-- PROMPT --
Write each line out a second time, exactly as shown below.

-- INPUT MATERIAL --
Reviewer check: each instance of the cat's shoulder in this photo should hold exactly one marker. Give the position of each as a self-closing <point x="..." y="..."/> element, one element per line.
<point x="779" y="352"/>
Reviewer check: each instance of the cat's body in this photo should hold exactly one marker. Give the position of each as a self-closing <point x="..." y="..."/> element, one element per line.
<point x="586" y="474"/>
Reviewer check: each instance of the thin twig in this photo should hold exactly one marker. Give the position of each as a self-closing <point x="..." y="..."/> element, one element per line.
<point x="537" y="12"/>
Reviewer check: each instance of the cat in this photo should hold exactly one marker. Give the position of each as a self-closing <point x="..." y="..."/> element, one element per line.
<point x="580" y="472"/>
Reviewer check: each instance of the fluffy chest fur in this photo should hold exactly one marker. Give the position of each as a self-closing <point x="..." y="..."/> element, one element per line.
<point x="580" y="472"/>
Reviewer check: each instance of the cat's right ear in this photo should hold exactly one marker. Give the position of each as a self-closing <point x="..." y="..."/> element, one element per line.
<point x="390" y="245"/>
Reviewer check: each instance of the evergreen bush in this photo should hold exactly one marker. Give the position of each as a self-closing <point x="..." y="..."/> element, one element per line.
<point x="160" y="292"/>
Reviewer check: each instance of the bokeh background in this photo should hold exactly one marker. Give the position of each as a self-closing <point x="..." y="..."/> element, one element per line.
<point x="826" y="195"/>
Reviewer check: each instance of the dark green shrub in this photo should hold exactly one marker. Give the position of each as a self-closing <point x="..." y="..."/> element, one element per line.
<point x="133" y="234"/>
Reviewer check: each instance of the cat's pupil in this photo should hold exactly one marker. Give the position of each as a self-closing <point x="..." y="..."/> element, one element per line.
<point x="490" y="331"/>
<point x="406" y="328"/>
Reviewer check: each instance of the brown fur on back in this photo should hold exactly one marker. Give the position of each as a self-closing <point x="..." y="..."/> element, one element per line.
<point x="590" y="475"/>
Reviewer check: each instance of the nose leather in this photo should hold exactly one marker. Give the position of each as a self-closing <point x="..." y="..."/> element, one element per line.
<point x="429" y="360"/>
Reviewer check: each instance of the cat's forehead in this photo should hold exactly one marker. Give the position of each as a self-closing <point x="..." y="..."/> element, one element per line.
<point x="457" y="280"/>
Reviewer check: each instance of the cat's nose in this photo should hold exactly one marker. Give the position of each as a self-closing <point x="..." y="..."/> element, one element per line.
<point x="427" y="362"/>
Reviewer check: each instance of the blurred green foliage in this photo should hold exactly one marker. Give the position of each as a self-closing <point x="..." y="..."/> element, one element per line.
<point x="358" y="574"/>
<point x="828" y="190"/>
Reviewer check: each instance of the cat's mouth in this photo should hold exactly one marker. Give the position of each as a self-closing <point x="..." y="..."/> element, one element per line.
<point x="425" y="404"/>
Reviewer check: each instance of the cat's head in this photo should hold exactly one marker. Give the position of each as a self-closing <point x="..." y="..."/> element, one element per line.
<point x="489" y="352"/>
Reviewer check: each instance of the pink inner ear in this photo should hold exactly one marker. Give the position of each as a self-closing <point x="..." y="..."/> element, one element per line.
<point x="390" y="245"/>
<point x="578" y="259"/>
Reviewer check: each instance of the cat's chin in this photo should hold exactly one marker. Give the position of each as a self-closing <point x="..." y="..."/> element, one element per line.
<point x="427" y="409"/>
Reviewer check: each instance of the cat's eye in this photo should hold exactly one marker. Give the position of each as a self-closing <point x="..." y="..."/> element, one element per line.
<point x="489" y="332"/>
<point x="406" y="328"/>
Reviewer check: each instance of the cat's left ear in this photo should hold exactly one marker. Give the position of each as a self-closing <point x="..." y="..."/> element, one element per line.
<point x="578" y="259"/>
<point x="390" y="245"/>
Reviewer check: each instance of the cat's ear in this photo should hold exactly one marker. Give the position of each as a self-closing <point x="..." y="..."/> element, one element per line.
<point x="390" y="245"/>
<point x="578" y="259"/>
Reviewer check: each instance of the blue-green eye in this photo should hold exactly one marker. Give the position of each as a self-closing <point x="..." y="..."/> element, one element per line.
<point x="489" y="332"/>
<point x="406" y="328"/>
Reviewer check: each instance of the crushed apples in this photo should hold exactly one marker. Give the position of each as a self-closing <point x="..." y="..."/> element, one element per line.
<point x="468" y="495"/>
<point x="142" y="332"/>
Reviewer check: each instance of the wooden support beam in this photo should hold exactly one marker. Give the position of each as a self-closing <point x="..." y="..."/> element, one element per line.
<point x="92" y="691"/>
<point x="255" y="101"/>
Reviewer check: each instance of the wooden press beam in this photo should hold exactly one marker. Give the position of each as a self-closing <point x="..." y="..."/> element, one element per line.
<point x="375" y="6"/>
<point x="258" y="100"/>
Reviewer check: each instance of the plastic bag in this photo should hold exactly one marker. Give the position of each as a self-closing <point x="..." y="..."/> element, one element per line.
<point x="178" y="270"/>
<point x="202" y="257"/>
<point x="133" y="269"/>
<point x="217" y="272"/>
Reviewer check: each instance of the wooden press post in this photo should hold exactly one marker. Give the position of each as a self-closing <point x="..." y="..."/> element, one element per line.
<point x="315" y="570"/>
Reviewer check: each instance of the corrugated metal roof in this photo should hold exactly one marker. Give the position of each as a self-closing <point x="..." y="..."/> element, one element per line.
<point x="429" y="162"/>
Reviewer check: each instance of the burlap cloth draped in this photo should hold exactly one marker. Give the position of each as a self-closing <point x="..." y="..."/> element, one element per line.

-- OUTPUT FOR THIS EXERCISE --
Reviewer check: each instance of the cat's shoulder in this photo should hold exactly one marker. Give the position of each as a self-closing <point x="..." y="..."/> element, one element per line.
<point x="779" y="352"/>
Reviewer check: each instance of the cat's body in this photo should hold exactly one marker. Give the position of each as a self-closing <point x="..." y="..."/> element, one element per line.
<point x="586" y="474"/>
Reviewer check: each instance of the thin twig in this photo should hold exactly one marker. Give the position of each as a self-closing <point x="..." y="..."/> element, one element per line.
<point x="537" y="12"/>
Reviewer check: each instance of the cat in this photo should hold exactly one marker. Give the position of each as a self-closing <point x="..." y="..."/> element, one element per line.
<point x="580" y="472"/>
Reviewer check: each instance of the fluffy chest fur in this photo should hold exactly one marker. Give the position of each as a self-closing <point x="..." y="..."/> element, one element per line.
<point x="580" y="472"/>
Reviewer check: each instance of the cat's right ear in this photo should hold exactly one marker. Give the position of each as a self-closing <point x="..." y="..."/> element, one element per line.
<point x="390" y="245"/>
Reviewer check: each instance of the evergreen bush in this photo should hold exactly one marker. Give the position of each as a self-closing <point x="..." y="..."/> element, one element per line.
<point x="160" y="292"/>
Reviewer check: each instance of the bokeh background in this photo should hold exactly one marker. Give the position of each as a self-closing <point x="..." y="..."/> element, one element per line.
<point x="826" y="195"/>
Reviewer check: each instance of the dark green shrub in this photo should hold exactly one marker. Give the position of each as a self-closing <point x="..." y="..."/> element, one element per line.
<point x="133" y="234"/>
Reviewer check: each instance of the cat's pupil in this photo should hold exactly one marker. Give the position of each as a self-closing <point x="..." y="..."/> element, one element per line.
<point x="490" y="331"/>
<point x="406" y="328"/>
Reviewer check: each instance of the brown fur on back in this photo should hold exactly one marker. Give the position of each as a self-closing <point x="..." y="..."/> element, one element per line.
<point x="590" y="475"/>
Reviewer check: each instance of the nose leather in this photo should hold exactly one marker. Give the position of each as a self-closing <point x="..." y="..."/> element, one element per line.
<point x="429" y="360"/>
Reviewer check: each instance of the cat's forehead in this photo should hold exactly one marker. Give the position of each as a self-closing <point x="..." y="..."/> element, one element per line.
<point x="457" y="280"/>
Reviewer check: each instance of the cat's nose in this photo should hold exactly one marker. Give the position of each as a self-closing <point x="..." y="..."/> element, one element per line.
<point x="427" y="362"/>
Reviewer check: each instance of the blurred green foliage in this photo should hold exactly one marker. Give the position of each as a self-closing <point x="..." y="..."/> element, one element per line.
<point x="358" y="574"/>
<point x="828" y="190"/>
Reviewer check: each instance of the cat's mouth in this photo should hold exactly one marker. Give the position of each as a self-closing <point x="..." y="..."/> element, one element per line.
<point x="425" y="404"/>
Reviewer check: each instance of the cat's head in this photo should hold exactly one marker. Give the position of each as a self-closing <point x="..." y="..."/> element, one element per line.
<point x="489" y="352"/>
Reviewer check: each instance of the pink inner ear in this photo should hold exactly one marker. Give the position of each as a self-closing <point x="..." y="..."/> element, one element per line.
<point x="390" y="245"/>
<point x="578" y="259"/>
Reviewer check: each instance of the cat's chin in this photo should hold exactly one marker. Give the position of each as a self-closing <point x="..." y="..."/> element, one element per line.
<point x="427" y="409"/>
Reviewer check: each instance of the cat's eye in this photo should hold exactly one marker. Give the position of each as a self-closing <point x="..." y="..."/> element, one element per line.
<point x="489" y="332"/>
<point x="406" y="328"/>
Reviewer check: each instance of the cat's left ear in this photo should hold exactly one marker. Give the position of each as a self-closing <point x="..." y="..."/> element, one element per line.
<point x="578" y="259"/>
<point x="390" y="245"/>
Reviewer check: each instance of the cat's ear in this photo should hold exactly one marker. Give the position of each as a self-closing <point x="..." y="..."/> element, one element per line.
<point x="390" y="245"/>
<point x="578" y="259"/>
Reviewer check: each instance of the blue-green eye in this photo should hold exactly one marker. Give the position of each as a self-closing <point x="..." y="..."/> element, one element per line.
<point x="489" y="332"/>
<point x="406" y="328"/>
Reviewer check: each instance of the crushed apples in this photo should hold exactly one marker. Give the position of each as a self-closing <point x="..." y="..."/> element, one element per line.
<point x="468" y="495"/>
<point x="142" y="332"/>
Reviewer check: each instance of the wooden support beam in this photo should hold exactly one marker. Give the position of each as a self-closing <point x="..." y="..."/> element, one element per line.
<point x="92" y="691"/>
<point x="255" y="101"/>
Reviewer check: each instance of the wooden press beam in this photo should hold exactly one marker. Give the position of each as a self-closing <point x="..." y="..."/> element, one element per line.
<point x="375" y="6"/>
<point x="258" y="100"/>
Reviewer check: each instance of the plastic bag in this photo should hold exactly one marker. Give the position of each as a self-closing <point x="..." y="..."/> element, one element per line.
<point x="178" y="270"/>
<point x="202" y="257"/>
<point x="133" y="269"/>
<point x="217" y="272"/>
Reviewer check: each instance of the wooden press post in this photo should hold exactly one marker. Give the position of each as a self-closing <point x="..." y="..."/> element, one element per line.
<point x="315" y="570"/>
Reviewer check: each instance of the corrugated metal roof in this photo should hold exactly one marker. Give the position of each as a self-closing <point x="..." y="..."/> element, one element per line.
<point x="429" y="162"/>
Reviewer check: each instance of the burlap cloth draped in this photo should hold exactly one marker. Give the position of each as a self-closing <point x="..." y="..."/> element, one element per line.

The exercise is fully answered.